AIM A - In the article on the German regional elections, which party is likely to keep power in Brandenburg?
AIM B - Please duplicate, word for word, the passage of the article on the German regional elections starting with "Germany's far-right populist" and going on through "ARD public television.".

German regional elections produce far-right surge

Exit polls put AfD finishing second with 27.5% in Saxony and 22.5% in Brandenburg

Germany's far-right populist Alternative für Deutschland (AfD) party surged ahead in two regional elections on Sunday in eastern Germany, increasing political pressure on Berlin's ruling grand coalition. The AfD finished in second place in Saxony and Brandenburg with 27.5 per cent and 22.5 per cent respectively, according to exit polls for ARD public television.

The ruling Christian Democratic Union (CDU) and Social Democratic Party (SPD) are likely to cling to power in Saxony and Brandenburg respectively, possibly with new coalitions, but only after drastic transfers of support to the populist far right. The results were motivated by local concerns – primarily about structural change and security concerns – but will raise questions about political fatigue with Berlin’s grand coalition of CDU and SPD, now in its third term since 2005.

Political credibility

It may also trigger discussion about a premature departure of Chancellor Angela Merkel from public life and the political credibility of her successor as CDU leader, Annegret Kramp-Karrenbauer. "The grand coalition parties have been punished and their style of dealing with the AfD – ignoring, then defaming us – no longer works," said Dr Alice Weidel, AfD co-leader in the Bundestag. After surging to first place in polls in Saxony the AfD fell back on Sunday after a high turnout on election day, but it still gained nearly 18 per cent support on its last outing in 2014.

ENTRIES -
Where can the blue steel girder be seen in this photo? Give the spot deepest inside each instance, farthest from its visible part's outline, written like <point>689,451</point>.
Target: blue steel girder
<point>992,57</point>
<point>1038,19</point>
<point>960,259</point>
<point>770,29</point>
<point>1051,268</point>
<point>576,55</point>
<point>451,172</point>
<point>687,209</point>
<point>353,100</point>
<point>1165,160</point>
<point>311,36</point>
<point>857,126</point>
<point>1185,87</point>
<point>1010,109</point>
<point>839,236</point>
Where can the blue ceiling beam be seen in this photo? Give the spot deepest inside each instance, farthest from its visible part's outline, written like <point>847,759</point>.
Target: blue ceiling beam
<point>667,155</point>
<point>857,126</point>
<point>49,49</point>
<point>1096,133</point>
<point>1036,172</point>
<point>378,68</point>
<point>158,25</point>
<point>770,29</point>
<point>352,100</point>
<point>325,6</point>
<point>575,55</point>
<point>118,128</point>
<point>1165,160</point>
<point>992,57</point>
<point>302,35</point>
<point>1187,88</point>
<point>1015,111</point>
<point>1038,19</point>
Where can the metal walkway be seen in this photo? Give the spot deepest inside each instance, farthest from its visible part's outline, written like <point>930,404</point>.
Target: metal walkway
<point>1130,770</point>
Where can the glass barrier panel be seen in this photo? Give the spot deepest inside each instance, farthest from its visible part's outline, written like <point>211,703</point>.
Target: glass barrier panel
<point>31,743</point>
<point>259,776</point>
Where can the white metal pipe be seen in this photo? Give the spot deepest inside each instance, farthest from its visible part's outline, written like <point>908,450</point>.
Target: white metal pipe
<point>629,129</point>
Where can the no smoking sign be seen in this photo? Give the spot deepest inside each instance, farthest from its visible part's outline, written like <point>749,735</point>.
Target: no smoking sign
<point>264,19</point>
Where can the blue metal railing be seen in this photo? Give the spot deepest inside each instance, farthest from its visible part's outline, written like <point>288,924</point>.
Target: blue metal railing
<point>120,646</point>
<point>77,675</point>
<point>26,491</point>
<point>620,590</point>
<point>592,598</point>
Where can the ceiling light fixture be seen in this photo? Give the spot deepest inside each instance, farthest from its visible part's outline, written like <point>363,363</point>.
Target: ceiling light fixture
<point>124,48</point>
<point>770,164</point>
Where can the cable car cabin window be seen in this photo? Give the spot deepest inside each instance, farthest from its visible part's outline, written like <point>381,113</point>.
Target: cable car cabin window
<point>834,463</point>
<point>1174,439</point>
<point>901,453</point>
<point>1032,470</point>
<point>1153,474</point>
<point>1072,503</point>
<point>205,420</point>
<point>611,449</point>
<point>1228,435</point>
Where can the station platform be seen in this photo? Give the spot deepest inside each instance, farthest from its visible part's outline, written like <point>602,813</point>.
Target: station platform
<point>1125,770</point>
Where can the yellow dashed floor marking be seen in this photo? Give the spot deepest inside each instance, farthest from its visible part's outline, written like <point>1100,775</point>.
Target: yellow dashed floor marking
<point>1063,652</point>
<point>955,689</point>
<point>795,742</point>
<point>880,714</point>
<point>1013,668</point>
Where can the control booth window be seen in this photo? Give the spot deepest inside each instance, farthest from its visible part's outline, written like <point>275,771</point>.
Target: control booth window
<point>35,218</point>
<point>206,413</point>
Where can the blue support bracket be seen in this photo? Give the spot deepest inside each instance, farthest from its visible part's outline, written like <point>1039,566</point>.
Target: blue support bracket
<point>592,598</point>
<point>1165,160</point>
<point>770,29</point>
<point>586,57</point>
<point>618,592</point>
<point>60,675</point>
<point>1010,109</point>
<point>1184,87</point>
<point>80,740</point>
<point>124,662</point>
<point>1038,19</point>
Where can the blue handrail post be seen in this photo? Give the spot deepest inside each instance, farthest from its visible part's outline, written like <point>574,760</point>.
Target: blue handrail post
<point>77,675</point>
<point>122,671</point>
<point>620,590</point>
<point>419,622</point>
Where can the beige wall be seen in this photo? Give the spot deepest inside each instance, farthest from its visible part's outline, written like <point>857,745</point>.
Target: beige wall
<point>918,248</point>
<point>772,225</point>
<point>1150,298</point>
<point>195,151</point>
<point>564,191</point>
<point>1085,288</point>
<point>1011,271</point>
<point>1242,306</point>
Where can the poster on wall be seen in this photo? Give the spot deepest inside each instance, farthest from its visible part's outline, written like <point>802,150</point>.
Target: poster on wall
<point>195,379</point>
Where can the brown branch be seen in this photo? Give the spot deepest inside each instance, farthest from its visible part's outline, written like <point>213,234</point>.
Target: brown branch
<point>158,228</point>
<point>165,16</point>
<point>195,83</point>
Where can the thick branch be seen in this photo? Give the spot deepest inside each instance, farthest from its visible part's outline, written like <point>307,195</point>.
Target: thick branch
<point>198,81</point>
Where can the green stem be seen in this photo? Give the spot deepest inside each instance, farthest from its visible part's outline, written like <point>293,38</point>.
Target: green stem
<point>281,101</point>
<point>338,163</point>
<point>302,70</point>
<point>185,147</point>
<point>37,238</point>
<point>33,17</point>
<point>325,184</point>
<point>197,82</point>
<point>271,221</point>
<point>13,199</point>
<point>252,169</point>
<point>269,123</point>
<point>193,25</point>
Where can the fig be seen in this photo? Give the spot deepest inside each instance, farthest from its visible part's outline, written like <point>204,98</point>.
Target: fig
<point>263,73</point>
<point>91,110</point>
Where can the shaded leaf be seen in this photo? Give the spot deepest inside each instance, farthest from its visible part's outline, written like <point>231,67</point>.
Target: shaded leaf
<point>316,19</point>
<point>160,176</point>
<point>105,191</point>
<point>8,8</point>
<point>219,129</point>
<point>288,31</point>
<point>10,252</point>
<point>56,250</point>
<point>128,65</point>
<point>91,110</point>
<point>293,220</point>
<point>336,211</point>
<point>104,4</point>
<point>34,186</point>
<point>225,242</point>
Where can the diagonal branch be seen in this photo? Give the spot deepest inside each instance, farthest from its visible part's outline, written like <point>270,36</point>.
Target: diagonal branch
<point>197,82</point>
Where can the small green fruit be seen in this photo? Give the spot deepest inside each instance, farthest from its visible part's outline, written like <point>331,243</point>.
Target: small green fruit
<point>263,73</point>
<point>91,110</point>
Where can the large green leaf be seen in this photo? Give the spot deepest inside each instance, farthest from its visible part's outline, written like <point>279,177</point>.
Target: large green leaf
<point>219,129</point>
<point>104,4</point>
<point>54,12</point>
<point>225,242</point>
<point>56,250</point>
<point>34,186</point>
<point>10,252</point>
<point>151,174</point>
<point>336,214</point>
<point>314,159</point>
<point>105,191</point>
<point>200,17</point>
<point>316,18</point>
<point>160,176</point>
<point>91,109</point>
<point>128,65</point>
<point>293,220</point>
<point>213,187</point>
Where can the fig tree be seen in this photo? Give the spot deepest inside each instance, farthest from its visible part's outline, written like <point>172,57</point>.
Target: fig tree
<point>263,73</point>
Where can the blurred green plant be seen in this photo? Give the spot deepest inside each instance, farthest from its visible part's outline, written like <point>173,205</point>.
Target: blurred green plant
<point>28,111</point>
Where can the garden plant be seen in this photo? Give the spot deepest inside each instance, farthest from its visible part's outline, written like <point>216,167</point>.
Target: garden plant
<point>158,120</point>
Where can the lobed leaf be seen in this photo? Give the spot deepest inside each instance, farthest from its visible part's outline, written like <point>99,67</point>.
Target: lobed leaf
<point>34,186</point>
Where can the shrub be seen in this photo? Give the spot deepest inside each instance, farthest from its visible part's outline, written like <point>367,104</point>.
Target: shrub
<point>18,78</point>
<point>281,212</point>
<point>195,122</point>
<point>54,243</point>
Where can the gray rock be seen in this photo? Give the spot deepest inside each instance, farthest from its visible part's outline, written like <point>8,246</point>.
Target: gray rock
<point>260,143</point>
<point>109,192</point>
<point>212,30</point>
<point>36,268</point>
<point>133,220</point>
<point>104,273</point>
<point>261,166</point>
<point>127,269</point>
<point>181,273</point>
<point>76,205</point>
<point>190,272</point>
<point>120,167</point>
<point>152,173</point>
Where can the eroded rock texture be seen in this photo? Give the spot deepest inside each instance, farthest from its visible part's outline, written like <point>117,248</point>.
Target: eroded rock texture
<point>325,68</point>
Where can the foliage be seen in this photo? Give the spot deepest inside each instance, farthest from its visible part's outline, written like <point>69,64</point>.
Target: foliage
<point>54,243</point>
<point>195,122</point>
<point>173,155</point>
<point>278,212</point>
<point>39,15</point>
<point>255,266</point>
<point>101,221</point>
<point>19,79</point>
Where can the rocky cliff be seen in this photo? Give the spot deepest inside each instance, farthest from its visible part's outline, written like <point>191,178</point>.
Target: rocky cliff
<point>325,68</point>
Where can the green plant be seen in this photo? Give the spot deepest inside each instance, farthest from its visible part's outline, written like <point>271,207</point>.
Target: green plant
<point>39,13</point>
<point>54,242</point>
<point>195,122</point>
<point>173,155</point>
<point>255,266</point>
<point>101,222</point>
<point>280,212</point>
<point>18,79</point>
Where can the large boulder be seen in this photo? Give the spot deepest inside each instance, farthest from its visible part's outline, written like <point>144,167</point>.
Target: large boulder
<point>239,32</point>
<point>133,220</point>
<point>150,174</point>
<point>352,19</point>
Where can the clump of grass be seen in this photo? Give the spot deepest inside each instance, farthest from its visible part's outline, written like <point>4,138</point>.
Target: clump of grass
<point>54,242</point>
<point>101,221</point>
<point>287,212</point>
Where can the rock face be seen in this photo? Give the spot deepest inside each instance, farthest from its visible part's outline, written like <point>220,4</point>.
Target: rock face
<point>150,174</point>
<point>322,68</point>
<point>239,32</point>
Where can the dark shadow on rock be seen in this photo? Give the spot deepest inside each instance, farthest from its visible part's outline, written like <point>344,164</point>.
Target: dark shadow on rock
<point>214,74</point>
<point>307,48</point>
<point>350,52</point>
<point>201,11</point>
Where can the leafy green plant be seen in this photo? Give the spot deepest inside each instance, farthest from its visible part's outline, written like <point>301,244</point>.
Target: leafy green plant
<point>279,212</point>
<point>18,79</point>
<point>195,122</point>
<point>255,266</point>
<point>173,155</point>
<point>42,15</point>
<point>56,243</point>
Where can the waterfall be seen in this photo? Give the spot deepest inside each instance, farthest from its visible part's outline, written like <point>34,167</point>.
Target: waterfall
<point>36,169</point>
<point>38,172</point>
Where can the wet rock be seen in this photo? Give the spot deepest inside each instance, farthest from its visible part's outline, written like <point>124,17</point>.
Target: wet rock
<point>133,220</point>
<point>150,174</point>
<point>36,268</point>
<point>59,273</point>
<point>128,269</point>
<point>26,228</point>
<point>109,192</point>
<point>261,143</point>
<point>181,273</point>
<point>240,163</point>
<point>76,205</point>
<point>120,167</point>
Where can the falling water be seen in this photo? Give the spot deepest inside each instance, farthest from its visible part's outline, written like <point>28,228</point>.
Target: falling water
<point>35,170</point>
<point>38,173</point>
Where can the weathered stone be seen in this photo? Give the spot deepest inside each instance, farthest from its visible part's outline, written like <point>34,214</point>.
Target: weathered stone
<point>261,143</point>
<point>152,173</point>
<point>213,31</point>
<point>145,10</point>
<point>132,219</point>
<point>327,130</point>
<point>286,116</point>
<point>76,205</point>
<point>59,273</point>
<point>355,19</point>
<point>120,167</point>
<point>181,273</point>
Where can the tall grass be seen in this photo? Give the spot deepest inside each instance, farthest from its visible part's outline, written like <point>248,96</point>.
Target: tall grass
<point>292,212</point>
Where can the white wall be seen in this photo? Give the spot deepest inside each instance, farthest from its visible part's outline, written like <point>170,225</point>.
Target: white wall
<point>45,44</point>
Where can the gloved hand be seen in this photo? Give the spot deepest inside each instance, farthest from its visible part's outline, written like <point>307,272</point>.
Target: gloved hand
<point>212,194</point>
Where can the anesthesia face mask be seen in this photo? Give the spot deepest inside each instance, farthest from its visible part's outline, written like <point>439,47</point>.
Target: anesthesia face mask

COMPLETE ANSWER A - The Social Democratic Party (SPD).

COMPLETE ANSWER B -
Germany's far-right populist Alternative für Deutschland (AfD) party surged ahead in two regional elections on Sunday in eastern Germany, increasing political pressure on Berlin's ruling grand coalition. The AfD finished in second place in Saxony and Brandenburg with 27.5 per cent and 22.5 per cent respectively, according to exit polls for ARD public television.